Document passage:
Research Progresses

New research progress on the genomic consequences of mating system shifts in Primulina


The evolution of selfing from outcrossing has occurred frequently and has been recognized as one of the most common evolutionary transitions in flowering plants. Shifts to selfing from outcrossing are expected to produce a series of predictable genomic changes, but empirical evidence of genome selfing syndrome is very few explored.

The genus Primulina is a speciose group belonging to the African violet family Gesnereacea. Primulina tabacum and P. eburnea are a closely related species pair with contrasting mating systems, and both species are endemic to karst areas in southern China. Primulina eburnea is outcrossing with widespread distribution, whereas P. tabacum is narrow distributed with strong intra-species population structure as well as variations of selfing rates. These two species provide an excellent system to investigate the genomic consequences of mating system transitions at the inter- and intra-species levels.

A research group led by Prof. Ming Kang from South China Botanical Garden, Chinese Academy of Science, comprehensively investigated the genomic consequences of mating system shifts in Primulina using high-quality genome assembly and whole-genome resequencing data. They found that highly selfing populations of P. tabacum display loss of genetic diversity, increased deleterious mutations, higher genomic burden and fewer adaptive substitutions. However, compared with outcrossing populations, mixed- mating populations did not display loss of genetic diversity and accumulation of genetic load. No severe bottlenecks signals were detected associated with transition from outcrossing to highly selfing, indicating that the genetic effects of selfing on Ne and possibly linked selection, rather than demographic history, are the primary drivers of diversity reduction in highly selfing populations. Their research provide a comprehensive empirical study for genomic consequences of mating systems transition in plants, and highlight the importance of distinguishing the relative contribution of mating system and demography on the genomic consequences associated with mating system evolution.

The research article, entitled “Genomic insights into inter- and intraspecific mating system shifts in Primulina”, was published online in Molecular Ecology.


Figure 1. Morphological comparison between Primulina tabacum and P. eburnea.



Figure 2. Relaxed purifying selection, mutation burden and adaptive substitutions in Primulina eburnea (peb), and the outcrossing (O), mixed- mating (M) and selfing (S) groups of P. tabacum (pta).

Point localization data

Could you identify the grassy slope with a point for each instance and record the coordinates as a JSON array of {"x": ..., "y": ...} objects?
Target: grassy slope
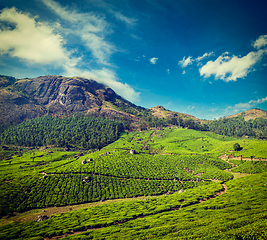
[{"x": 192, "y": 152}]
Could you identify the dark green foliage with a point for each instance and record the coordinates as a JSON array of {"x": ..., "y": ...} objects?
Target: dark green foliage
[
  {"x": 6, "y": 81},
  {"x": 250, "y": 166},
  {"x": 78, "y": 131},
  {"x": 237, "y": 147},
  {"x": 239, "y": 127}
]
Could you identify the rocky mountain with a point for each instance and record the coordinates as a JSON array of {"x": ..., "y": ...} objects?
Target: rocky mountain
[{"x": 33, "y": 97}]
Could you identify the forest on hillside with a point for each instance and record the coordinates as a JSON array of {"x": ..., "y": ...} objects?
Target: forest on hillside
[{"x": 238, "y": 127}]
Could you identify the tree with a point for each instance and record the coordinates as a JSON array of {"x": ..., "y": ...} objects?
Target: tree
[{"x": 237, "y": 147}]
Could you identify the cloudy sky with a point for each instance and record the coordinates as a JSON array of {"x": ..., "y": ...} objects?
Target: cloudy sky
[{"x": 206, "y": 58}]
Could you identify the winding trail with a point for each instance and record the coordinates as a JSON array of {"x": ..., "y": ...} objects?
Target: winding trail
[{"x": 224, "y": 190}]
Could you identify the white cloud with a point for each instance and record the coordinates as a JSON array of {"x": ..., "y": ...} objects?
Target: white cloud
[
  {"x": 90, "y": 28},
  {"x": 153, "y": 60},
  {"x": 30, "y": 40},
  {"x": 188, "y": 61},
  {"x": 229, "y": 68},
  {"x": 245, "y": 106},
  {"x": 260, "y": 42},
  {"x": 185, "y": 62},
  {"x": 205, "y": 55},
  {"x": 128, "y": 21}
]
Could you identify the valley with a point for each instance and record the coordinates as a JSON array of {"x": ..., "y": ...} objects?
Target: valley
[
  {"x": 174, "y": 173},
  {"x": 80, "y": 162}
]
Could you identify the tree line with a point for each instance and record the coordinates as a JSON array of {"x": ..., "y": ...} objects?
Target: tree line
[
  {"x": 89, "y": 132},
  {"x": 238, "y": 127}
]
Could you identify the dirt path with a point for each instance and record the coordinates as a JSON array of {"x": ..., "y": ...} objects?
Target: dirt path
[{"x": 224, "y": 190}]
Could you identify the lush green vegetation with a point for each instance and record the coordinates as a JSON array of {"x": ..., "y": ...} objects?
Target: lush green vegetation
[
  {"x": 169, "y": 160},
  {"x": 240, "y": 213},
  {"x": 239, "y": 127},
  {"x": 249, "y": 166},
  {"x": 79, "y": 131}
]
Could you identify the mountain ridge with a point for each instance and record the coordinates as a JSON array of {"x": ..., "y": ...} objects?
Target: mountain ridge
[{"x": 27, "y": 98}]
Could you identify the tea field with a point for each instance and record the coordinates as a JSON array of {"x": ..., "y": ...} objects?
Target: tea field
[{"x": 178, "y": 170}]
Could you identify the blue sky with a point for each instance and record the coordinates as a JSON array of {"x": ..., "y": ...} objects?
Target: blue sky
[{"x": 207, "y": 58}]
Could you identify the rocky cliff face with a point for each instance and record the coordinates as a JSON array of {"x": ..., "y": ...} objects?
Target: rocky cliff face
[
  {"x": 67, "y": 94},
  {"x": 29, "y": 98}
]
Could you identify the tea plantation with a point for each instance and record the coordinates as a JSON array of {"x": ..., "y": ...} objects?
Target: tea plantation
[{"x": 178, "y": 170}]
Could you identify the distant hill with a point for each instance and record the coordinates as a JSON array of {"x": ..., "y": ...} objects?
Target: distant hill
[
  {"x": 161, "y": 112},
  {"x": 251, "y": 114},
  {"x": 29, "y": 98},
  {"x": 22, "y": 99}
]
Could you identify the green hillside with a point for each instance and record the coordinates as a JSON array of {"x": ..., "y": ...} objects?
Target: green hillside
[{"x": 175, "y": 168}]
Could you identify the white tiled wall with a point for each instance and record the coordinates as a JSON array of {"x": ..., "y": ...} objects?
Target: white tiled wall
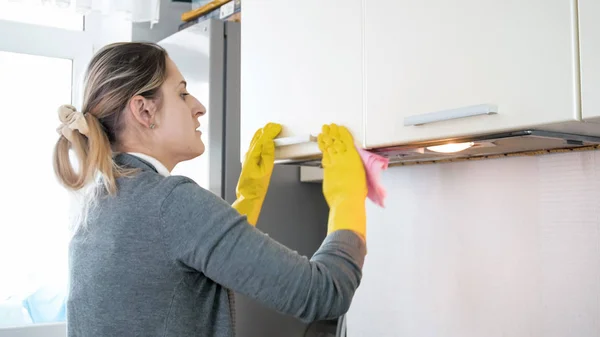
[{"x": 507, "y": 247}]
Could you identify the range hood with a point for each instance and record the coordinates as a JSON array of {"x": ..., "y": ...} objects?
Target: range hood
[{"x": 525, "y": 142}]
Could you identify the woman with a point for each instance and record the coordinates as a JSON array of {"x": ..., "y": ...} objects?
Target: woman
[{"x": 157, "y": 255}]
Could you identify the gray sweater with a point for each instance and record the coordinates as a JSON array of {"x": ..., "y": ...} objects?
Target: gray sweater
[{"x": 160, "y": 258}]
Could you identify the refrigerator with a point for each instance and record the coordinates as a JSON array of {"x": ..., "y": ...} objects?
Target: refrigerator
[{"x": 294, "y": 213}]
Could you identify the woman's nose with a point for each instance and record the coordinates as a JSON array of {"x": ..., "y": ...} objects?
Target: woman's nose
[{"x": 199, "y": 109}]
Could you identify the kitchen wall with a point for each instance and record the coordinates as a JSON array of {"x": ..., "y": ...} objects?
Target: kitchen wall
[{"x": 507, "y": 247}]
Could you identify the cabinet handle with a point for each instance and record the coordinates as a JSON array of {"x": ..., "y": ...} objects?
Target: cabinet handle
[
  {"x": 438, "y": 116},
  {"x": 287, "y": 141}
]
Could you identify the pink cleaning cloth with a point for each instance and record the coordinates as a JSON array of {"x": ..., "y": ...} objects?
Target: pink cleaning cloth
[{"x": 374, "y": 164}]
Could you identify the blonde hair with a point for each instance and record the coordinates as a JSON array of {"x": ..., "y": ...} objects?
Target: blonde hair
[{"x": 117, "y": 73}]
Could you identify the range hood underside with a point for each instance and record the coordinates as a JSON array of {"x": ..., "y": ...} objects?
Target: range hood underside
[{"x": 526, "y": 142}]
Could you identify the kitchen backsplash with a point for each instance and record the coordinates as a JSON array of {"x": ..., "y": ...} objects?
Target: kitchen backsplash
[{"x": 506, "y": 247}]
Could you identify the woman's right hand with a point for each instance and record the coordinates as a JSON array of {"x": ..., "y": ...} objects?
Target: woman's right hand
[{"x": 344, "y": 180}]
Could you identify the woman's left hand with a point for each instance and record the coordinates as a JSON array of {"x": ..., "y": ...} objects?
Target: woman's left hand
[{"x": 256, "y": 172}]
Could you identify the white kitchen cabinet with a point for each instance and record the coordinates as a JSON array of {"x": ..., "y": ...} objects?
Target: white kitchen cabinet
[
  {"x": 301, "y": 67},
  {"x": 589, "y": 37},
  {"x": 470, "y": 58}
]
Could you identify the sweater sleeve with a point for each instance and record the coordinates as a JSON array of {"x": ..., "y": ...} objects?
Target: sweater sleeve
[{"x": 203, "y": 232}]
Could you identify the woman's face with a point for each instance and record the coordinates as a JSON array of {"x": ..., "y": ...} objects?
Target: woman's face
[{"x": 177, "y": 122}]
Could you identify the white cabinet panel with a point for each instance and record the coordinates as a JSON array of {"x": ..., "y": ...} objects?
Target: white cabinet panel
[
  {"x": 464, "y": 58},
  {"x": 301, "y": 67},
  {"x": 589, "y": 25}
]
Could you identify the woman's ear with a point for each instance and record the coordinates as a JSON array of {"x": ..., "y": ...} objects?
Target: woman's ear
[{"x": 143, "y": 111}]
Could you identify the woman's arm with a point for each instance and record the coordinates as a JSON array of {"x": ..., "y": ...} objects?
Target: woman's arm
[{"x": 203, "y": 232}]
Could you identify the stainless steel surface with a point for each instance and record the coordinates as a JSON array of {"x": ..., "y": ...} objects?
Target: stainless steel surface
[
  {"x": 208, "y": 56},
  {"x": 438, "y": 116}
]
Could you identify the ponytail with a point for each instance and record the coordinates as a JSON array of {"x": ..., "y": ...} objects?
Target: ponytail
[
  {"x": 92, "y": 149},
  {"x": 116, "y": 73}
]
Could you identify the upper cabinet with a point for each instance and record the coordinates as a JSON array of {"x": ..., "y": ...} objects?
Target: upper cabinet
[
  {"x": 589, "y": 39},
  {"x": 438, "y": 68},
  {"x": 301, "y": 67}
]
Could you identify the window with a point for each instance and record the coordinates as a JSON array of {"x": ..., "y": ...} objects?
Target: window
[
  {"x": 42, "y": 62},
  {"x": 34, "y": 227}
]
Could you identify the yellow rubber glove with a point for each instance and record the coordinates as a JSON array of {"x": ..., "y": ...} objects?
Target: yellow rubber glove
[
  {"x": 344, "y": 180},
  {"x": 256, "y": 173}
]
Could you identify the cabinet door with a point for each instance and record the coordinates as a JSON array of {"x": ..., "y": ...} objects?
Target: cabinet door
[
  {"x": 301, "y": 67},
  {"x": 589, "y": 37},
  {"x": 429, "y": 62}
]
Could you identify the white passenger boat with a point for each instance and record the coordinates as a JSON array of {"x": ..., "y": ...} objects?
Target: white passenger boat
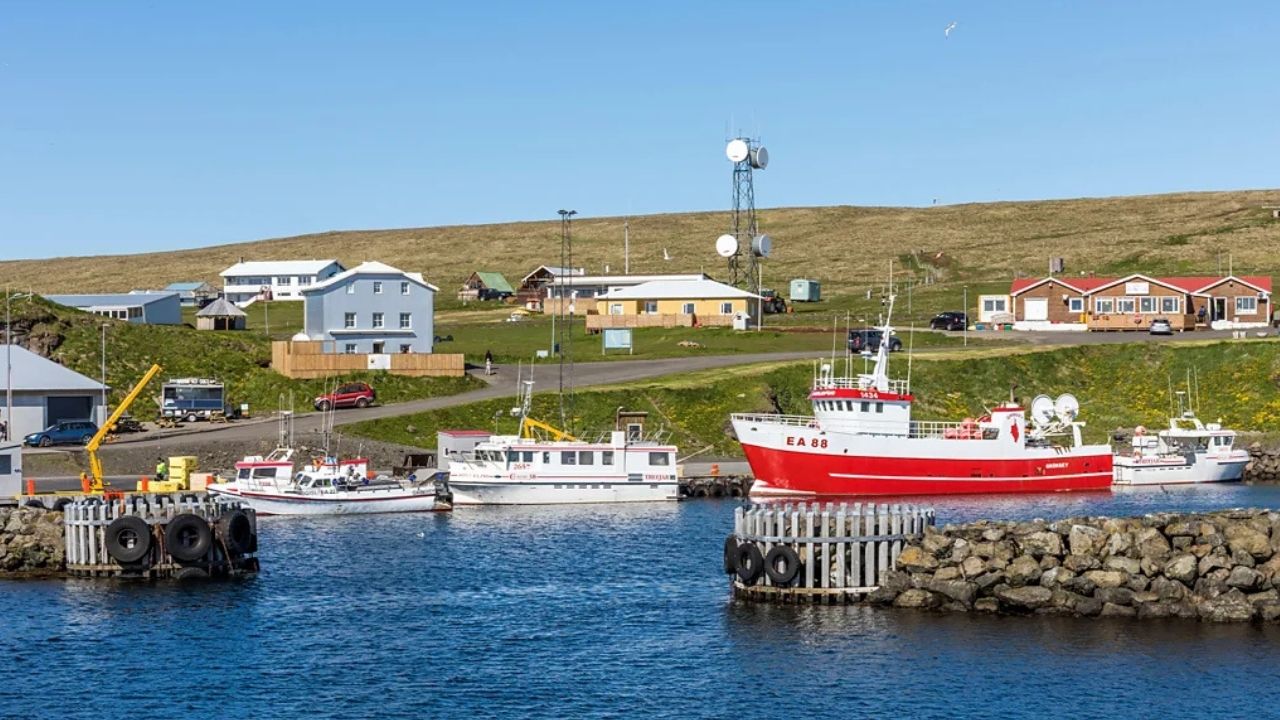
[
  {"x": 1188, "y": 451},
  {"x": 272, "y": 484},
  {"x": 543, "y": 465}
]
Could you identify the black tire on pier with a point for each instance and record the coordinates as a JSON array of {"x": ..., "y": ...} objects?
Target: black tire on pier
[
  {"x": 188, "y": 537},
  {"x": 782, "y": 565},
  {"x": 749, "y": 563},
  {"x": 128, "y": 540},
  {"x": 237, "y": 532},
  {"x": 730, "y": 554}
]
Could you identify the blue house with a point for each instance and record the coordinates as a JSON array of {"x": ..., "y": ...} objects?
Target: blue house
[{"x": 371, "y": 309}]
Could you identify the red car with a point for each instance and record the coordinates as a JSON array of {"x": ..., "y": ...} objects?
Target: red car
[{"x": 351, "y": 395}]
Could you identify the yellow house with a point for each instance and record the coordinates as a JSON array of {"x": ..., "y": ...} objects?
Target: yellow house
[{"x": 672, "y": 302}]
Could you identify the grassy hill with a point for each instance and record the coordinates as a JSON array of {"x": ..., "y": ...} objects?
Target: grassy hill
[
  {"x": 1118, "y": 386},
  {"x": 848, "y": 249}
]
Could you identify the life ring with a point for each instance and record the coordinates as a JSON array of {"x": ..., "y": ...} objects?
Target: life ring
[
  {"x": 187, "y": 537},
  {"x": 748, "y": 563},
  {"x": 782, "y": 565},
  {"x": 128, "y": 540}
]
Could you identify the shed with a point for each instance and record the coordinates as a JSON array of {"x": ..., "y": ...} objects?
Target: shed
[
  {"x": 220, "y": 315},
  {"x": 45, "y": 392}
]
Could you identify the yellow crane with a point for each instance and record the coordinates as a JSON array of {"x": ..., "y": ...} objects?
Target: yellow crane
[{"x": 95, "y": 465}]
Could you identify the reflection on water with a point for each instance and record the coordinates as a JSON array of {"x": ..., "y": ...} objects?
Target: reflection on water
[{"x": 598, "y": 611}]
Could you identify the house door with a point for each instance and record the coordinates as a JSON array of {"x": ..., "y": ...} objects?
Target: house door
[{"x": 1036, "y": 309}]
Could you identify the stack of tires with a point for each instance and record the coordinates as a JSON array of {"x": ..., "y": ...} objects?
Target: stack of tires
[
  {"x": 745, "y": 560},
  {"x": 201, "y": 550}
]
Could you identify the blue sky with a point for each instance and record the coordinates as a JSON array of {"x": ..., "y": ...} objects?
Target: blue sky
[{"x": 149, "y": 126}]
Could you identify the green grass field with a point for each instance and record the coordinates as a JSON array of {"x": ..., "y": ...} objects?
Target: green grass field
[{"x": 1118, "y": 386}]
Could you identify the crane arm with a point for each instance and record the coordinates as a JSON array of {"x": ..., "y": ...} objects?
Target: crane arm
[{"x": 95, "y": 465}]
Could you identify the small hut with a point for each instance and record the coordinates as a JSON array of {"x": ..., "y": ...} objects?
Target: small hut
[{"x": 220, "y": 315}]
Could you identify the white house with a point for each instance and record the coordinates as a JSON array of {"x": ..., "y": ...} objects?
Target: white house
[
  {"x": 274, "y": 279},
  {"x": 371, "y": 309}
]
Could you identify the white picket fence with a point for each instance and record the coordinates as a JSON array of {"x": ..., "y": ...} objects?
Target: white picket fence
[{"x": 842, "y": 548}]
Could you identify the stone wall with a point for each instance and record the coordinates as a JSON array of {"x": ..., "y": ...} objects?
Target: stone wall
[
  {"x": 1220, "y": 566},
  {"x": 31, "y": 542}
]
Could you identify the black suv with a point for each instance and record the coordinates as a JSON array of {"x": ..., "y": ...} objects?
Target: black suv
[
  {"x": 869, "y": 340},
  {"x": 949, "y": 322}
]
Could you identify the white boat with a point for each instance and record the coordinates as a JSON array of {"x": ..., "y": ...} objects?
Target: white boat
[
  {"x": 1189, "y": 451},
  {"x": 328, "y": 486},
  {"x": 543, "y": 465}
]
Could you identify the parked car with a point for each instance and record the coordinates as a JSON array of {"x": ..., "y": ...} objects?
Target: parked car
[
  {"x": 869, "y": 340},
  {"x": 63, "y": 432},
  {"x": 949, "y": 320},
  {"x": 351, "y": 395}
]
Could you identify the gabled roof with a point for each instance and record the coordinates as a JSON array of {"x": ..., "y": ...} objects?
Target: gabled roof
[
  {"x": 369, "y": 268},
  {"x": 33, "y": 372},
  {"x": 220, "y": 308},
  {"x": 110, "y": 300},
  {"x": 279, "y": 268},
  {"x": 494, "y": 281},
  {"x": 677, "y": 290}
]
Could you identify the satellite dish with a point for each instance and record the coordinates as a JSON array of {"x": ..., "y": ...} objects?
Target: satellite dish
[
  {"x": 1042, "y": 410},
  {"x": 759, "y": 158},
  {"x": 726, "y": 246},
  {"x": 1066, "y": 408}
]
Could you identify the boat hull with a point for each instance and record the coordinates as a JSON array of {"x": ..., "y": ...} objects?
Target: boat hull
[
  {"x": 333, "y": 504},
  {"x": 1179, "y": 470},
  {"x": 807, "y": 461}
]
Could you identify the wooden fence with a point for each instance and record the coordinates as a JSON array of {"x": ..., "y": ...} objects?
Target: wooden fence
[
  {"x": 817, "y": 552},
  {"x": 309, "y": 359},
  {"x": 87, "y": 525}
]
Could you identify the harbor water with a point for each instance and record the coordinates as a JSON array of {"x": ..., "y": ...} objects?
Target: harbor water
[{"x": 585, "y": 611}]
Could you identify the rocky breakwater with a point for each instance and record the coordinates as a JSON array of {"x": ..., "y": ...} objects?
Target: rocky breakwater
[
  {"x": 31, "y": 542},
  {"x": 1219, "y": 566}
]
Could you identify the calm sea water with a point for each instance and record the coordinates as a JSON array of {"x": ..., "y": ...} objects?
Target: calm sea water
[{"x": 595, "y": 613}]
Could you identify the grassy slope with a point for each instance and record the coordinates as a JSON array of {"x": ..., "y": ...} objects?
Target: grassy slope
[
  {"x": 848, "y": 249},
  {"x": 240, "y": 359},
  {"x": 1118, "y": 384}
]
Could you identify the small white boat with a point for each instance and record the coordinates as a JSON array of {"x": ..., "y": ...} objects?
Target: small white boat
[
  {"x": 328, "y": 486},
  {"x": 1189, "y": 451}
]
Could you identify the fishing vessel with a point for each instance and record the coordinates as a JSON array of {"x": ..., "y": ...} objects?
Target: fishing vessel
[
  {"x": 545, "y": 465},
  {"x": 862, "y": 441},
  {"x": 1188, "y": 451}
]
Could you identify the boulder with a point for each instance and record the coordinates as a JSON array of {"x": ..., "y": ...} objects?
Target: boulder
[
  {"x": 914, "y": 559},
  {"x": 1028, "y": 597}
]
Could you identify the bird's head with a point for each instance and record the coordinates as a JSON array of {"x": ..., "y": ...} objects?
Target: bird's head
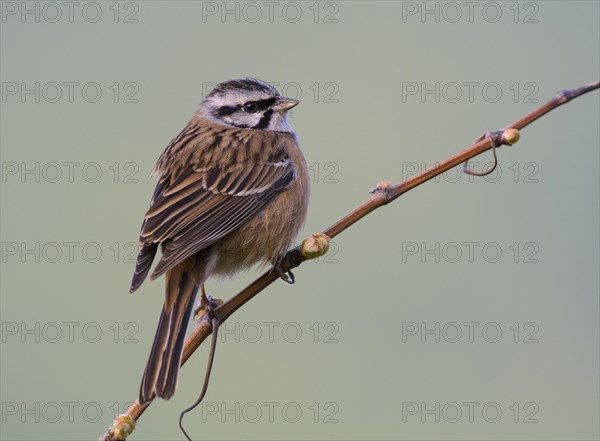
[{"x": 248, "y": 103}]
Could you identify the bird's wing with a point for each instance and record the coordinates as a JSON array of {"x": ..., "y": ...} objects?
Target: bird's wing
[{"x": 205, "y": 202}]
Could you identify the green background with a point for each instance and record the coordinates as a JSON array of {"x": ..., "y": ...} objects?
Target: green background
[{"x": 362, "y": 369}]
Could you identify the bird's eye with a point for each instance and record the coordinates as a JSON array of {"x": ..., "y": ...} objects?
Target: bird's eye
[{"x": 250, "y": 107}]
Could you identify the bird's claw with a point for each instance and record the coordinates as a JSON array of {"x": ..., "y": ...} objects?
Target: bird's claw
[{"x": 206, "y": 308}]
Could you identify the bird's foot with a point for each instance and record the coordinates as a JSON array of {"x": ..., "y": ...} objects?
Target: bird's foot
[{"x": 206, "y": 307}]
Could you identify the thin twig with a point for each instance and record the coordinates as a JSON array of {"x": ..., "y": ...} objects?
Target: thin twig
[{"x": 383, "y": 194}]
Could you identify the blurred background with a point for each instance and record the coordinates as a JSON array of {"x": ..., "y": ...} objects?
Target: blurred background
[{"x": 467, "y": 309}]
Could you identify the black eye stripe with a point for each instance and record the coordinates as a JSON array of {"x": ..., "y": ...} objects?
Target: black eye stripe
[
  {"x": 264, "y": 121},
  {"x": 262, "y": 104},
  {"x": 226, "y": 110}
]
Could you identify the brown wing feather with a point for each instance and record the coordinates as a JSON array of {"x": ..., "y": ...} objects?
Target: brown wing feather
[{"x": 196, "y": 204}]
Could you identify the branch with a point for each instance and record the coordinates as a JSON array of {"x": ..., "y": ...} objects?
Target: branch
[{"x": 383, "y": 194}]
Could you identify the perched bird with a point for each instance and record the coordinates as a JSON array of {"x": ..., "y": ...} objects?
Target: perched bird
[{"x": 232, "y": 191}]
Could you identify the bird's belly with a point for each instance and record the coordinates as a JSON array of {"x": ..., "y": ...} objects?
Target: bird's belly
[{"x": 265, "y": 237}]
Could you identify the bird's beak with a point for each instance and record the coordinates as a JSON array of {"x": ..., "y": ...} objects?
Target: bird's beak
[{"x": 284, "y": 104}]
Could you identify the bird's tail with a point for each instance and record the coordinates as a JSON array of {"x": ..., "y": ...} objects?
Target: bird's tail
[{"x": 160, "y": 376}]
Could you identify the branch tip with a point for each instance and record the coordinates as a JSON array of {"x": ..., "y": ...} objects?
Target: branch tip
[
  {"x": 316, "y": 245},
  {"x": 122, "y": 427},
  {"x": 510, "y": 137}
]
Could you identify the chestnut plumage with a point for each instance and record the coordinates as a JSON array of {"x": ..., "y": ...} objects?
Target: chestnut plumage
[{"x": 232, "y": 192}]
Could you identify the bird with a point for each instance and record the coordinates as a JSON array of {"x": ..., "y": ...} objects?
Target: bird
[{"x": 232, "y": 192}]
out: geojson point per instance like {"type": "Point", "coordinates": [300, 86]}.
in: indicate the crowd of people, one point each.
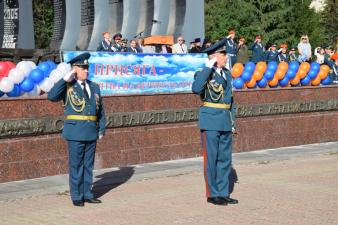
{"type": "Point", "coordinates": [239, 51]}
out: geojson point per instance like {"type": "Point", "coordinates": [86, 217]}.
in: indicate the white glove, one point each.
{"type": "Point", "coordinates": [69, 76]}
{"type": "Point", "coordinates": [210, 62]}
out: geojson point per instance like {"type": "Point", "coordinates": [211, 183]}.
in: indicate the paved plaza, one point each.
{"type": "Point", "coordinates": [287, 186]}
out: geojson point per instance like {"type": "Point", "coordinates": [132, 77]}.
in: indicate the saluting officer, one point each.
{"type": "Point", "coordinates": [83, 125]}
{"type": "Point", "coordinates": [231, 48]}
{"type": "Point", "coordinates": [217, 123]}
{"type": "Point", "coordinates": [258, 50]}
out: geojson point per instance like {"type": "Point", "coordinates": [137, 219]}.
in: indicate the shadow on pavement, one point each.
{"type": "Point", "coordinates": [233, 178]}
{"type": "Point", "coordinates": [111, 180]}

Tasks and exercises:
A. According to the Primulina research summary, in which journal was the article published online?
B. Repeat the stretch of the Primulina research summary from "The evolution of" through "very few explored.".

Solutions to the exercise:
A. Molecular Ecology

B.
The evolution of selfing from outcrossing has occurred frequently and has been recognized as one of the most common evolutionary transitions in flowering plants. Shifts to selfing from outcrossing are expected to produce a series of predictable genomic changes, but empirical evidence of genome selfing syndrome is very few explored.